**Consigna:** Según el texto proporcionado, ¿por qué viajó Graham Greene a Austria? Responde en una a tres oraciones.

===== Texto proporcionado

A título de triste recordatorio, la ciudad de Berlín conserva fragmentos del Muro como éste. Inhóspita y escalofriante ruina que evoca un pasado muy reciente y vergonzoso, en pleno corazón de la vieja Europa.

La Viena de postguerra, como Berlín, como gran parte de la vieja Europa de palacios versallescos y música de Johan Strauss hijo, era un escombro de sí misma, la resaca de una pesadilla atroz, una ciudad cortesana con un excelso pasado hecho cenizas. En medio de estas ruinas, el inglés Graham Greene concibió una de sus intrigas más populares.

El productor Alexander Korda disponía del dinero y de los permisos pertinentes para rodar una película en este escenario lleno de fantasmas. Invitado por el director, Carol Reed, el autor de El poder y la gloria recaló en suelo austriaco con el propósito de perfilar, directamente sobre el terreno, el guión de aquel film.

A partir de una anécdota que le había sucedido años antes -el reencuentro casual, en una estación de tren, con un amigo a quien creía muerto- Greene se inventó una trama policial en blanco y negro, acertadamente enriquecida por el hormiguero de insidias, necesidades, contrabandos y traiciones en que se había transformado la destruida metrópoli imperial, que, al igual que Berlín, había sido troceada en cuatro pedazos, repartidos entre los vencedores de la Segunda Guerra Mundial.

De todos los momentos memorables que conserva El tercer hombre, la conversación entre el protagonista y su viejo camarada, en el interior de una de las cabinas de la noria del Prater, sigue teniendo para mí una fuerza oscura y particularmente inquietante.

El antagonista, un criminal sin entrañas que trafica con penicilina adulterada, trata de convencer a su antiguo colega, un escritor norteamericano de malas novelas del oeste, de que su papel en la trágica comedia de la vida no es el de simple testaferro del dolor ajeno, mientras señala a las personas que, en ese instante, pasean por la plaza, unas decenas de metros más abajo.

==========
===== Material de trabajo

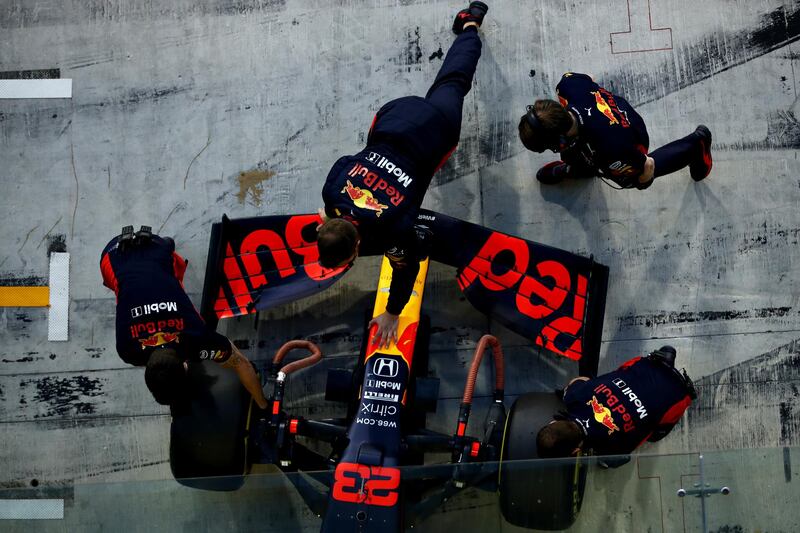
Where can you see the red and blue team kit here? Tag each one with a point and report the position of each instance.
(620, 410)
(613, 140)
(153, 309)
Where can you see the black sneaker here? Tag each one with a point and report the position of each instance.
(553, 173)
(701, 168)
(125, 238)
(474, 13)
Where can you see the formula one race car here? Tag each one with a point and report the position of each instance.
(553, 297)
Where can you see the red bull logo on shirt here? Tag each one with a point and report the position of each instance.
(374, 182)
(364, 198)
(616, 406)
(158, 339)
(602, 414)
(604, 108)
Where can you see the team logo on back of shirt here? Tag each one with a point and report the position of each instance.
(602, 414)
(363, 198)
(604, 108)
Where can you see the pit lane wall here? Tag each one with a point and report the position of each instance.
(639, 496)
(184, 111)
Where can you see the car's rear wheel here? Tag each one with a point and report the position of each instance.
(537, 494)
(208, 435)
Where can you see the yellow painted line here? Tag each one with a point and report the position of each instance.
(24, 296)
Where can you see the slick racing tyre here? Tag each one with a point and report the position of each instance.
(537, 494)
(208, 444)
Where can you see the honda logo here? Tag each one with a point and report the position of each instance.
(386, 368)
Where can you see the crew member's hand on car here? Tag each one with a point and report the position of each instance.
(387, 328)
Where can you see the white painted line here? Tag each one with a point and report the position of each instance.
(58, 319)
(31, 509)
(53, 88)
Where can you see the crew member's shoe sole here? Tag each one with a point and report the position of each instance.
(701, 168)
(474, 13)
(552, 173)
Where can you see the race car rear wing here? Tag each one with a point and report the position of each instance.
(551, 296)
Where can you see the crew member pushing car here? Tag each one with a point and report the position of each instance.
(615, 413)
(156, 325)
(372, 198)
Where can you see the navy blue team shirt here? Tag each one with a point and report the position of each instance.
(612, 137)
(618, 411)
(153, 310)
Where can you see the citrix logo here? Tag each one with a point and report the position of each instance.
(386, 368)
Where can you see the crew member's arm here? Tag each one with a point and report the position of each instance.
(403, 276)
(646, 177)
(630, 167)
(241, 365)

==========

**Resultado:** Greene viajó a Austria invitado por el director Carol Reed para perfilar allí mismo, sobre el terreno, el guion de la película. El productor Alexander Korda tenía el dinero y los permisos para rodarla en ese escenario.